| Set exercise |
Could you reproduce the items from the line containing "each kayaker in" up to and including the line containing "[328,754,344,784]", keeping the requests unchanged but multiplying every bounding-box coordinate in the answers by 0.55 and rounding to whole numbers, with halves rounded up?

| Supplied data |

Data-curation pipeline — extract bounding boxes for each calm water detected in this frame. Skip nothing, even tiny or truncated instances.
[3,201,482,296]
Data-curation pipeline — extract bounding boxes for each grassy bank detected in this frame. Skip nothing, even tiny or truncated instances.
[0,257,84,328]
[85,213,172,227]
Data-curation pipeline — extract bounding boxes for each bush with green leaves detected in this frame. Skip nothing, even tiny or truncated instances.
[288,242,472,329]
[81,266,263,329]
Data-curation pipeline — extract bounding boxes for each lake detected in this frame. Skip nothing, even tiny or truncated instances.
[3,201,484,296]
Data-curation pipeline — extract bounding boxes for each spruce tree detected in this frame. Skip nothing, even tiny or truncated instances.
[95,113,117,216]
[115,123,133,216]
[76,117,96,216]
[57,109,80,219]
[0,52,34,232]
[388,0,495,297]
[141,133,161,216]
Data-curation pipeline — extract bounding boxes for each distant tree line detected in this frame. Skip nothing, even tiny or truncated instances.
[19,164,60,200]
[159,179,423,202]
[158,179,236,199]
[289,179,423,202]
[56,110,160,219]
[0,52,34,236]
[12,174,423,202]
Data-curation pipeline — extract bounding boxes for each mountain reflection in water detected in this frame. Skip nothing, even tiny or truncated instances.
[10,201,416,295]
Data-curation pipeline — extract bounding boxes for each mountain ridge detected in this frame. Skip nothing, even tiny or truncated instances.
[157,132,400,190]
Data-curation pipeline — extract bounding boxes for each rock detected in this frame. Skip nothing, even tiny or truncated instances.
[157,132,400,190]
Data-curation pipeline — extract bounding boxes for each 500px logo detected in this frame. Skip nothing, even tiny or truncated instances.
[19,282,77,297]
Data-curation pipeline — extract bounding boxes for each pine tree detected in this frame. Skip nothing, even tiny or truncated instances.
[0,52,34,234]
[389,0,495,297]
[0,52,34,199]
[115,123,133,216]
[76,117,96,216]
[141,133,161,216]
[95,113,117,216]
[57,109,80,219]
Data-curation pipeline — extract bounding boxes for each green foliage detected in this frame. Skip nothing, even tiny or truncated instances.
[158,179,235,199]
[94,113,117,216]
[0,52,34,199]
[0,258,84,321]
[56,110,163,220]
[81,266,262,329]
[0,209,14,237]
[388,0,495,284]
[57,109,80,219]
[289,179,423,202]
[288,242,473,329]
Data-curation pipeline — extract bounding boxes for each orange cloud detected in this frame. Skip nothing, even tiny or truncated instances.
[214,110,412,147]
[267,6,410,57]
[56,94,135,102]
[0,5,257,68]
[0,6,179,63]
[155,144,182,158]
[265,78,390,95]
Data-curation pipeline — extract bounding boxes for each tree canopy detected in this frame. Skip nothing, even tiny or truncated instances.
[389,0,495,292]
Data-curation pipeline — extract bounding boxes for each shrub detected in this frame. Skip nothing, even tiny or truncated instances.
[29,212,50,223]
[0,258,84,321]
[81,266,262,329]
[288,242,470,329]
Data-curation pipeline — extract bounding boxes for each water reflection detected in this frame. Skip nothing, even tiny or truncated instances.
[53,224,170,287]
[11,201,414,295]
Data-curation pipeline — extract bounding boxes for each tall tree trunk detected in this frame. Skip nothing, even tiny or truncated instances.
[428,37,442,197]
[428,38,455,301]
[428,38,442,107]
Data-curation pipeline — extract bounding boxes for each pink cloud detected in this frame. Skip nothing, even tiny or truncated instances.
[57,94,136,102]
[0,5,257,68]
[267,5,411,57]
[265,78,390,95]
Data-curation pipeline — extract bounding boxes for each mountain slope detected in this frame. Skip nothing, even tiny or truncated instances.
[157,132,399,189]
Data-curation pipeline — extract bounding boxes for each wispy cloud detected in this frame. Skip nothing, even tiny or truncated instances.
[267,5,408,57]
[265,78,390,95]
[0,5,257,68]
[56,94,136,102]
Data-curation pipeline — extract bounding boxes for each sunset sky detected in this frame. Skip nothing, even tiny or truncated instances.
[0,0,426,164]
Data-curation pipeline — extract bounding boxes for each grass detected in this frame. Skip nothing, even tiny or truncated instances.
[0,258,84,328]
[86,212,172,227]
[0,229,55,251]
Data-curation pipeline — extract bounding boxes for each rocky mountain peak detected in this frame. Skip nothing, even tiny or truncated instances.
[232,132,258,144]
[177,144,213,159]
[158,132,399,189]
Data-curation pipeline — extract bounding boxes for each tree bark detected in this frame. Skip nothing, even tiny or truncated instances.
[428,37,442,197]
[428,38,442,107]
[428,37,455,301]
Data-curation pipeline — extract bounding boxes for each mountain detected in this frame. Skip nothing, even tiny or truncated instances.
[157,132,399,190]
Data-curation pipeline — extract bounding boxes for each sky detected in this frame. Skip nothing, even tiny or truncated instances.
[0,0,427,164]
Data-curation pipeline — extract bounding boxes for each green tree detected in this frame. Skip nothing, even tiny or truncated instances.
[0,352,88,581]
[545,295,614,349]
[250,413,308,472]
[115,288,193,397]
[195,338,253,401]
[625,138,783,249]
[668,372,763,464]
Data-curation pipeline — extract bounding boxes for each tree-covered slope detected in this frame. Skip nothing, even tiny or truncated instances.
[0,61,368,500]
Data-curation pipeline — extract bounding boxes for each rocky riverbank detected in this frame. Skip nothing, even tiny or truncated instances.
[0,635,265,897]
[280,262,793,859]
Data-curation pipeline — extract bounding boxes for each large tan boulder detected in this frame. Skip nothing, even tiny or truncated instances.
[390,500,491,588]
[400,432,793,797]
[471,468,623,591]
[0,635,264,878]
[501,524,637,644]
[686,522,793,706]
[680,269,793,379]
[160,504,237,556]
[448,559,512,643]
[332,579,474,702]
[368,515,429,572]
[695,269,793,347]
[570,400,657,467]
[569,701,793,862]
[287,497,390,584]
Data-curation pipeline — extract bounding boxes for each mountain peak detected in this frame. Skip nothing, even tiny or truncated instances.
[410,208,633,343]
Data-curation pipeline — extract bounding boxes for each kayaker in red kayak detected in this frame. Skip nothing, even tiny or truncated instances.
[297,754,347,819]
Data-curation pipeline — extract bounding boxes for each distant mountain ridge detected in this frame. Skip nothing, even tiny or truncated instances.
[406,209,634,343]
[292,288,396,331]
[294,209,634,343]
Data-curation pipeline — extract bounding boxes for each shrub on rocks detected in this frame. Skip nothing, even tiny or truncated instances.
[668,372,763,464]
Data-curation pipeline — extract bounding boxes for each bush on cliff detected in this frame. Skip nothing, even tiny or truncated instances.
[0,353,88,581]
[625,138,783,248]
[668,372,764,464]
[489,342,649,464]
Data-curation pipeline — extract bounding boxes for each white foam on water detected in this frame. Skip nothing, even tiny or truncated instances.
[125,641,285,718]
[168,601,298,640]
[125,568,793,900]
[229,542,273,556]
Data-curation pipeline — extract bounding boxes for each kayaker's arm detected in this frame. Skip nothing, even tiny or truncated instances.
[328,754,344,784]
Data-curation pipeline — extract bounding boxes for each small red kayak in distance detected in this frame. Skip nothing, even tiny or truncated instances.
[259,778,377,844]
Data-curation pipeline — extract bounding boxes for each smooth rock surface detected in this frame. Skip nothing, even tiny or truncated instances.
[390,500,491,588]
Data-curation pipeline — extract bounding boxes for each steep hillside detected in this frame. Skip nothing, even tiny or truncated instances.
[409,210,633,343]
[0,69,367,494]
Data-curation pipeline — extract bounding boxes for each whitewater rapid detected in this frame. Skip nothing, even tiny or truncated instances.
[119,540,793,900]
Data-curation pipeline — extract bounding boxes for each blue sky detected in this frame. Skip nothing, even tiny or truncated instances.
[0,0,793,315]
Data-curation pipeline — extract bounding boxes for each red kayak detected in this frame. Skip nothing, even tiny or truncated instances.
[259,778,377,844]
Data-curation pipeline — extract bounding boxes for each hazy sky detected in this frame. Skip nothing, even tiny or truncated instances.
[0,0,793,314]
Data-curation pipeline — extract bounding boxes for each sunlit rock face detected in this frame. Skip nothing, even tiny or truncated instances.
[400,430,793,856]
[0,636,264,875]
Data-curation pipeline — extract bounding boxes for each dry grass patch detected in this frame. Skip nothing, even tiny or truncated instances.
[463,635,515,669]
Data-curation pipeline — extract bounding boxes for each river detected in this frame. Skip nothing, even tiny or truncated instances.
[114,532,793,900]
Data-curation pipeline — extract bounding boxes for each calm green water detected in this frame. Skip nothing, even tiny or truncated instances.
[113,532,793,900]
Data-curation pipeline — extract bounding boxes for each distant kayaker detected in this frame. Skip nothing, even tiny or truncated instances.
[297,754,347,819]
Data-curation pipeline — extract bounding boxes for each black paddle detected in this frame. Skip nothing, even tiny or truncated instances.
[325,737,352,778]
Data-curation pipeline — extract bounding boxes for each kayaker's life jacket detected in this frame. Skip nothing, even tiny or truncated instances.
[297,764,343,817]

| Task answer |
Data-curation pipeline — extract bounding boxes for each kayaker in red kayak detected in this frame. Skip nothing, even tiny or truncated instances.
[163,415,191,450]
Data-curation pipeline — extract bounding boxes for each distant mountain ridge detected in this frame. Skip nothing, even tiny or truncated instances.
[223,115,349,189]
[161,158,218,182]
[162,115,349,189]
Data-curation pipeline — extract bounding boxes for each shrub on rocks detected in this frame. Skip nothing, even tiny or truncated instances.
[367,205,420,255]
Data-curation pipeline — extract bounding boxes for each bush on cliff detected in this frame. Skip nothing, even tiny or truncated instances.
[0,194,48,320]
[344,76,431,136]
[367,205,420,255]
[269,188,357,255]
Data-curation pipeline — extract bounding boxes for each white foam on water detected in this frame. Skip nothing, even tiny or truncated instances.
[69,353,157,395]
[92,331,164,352]
[69,312,436,495]
[126,298,150,306]
Data-curation pipeline — extract bounding boxes for each kayaker's arm detected in this frame. Skip nothing, even tiny or truncated instances.
[180,415,189,431]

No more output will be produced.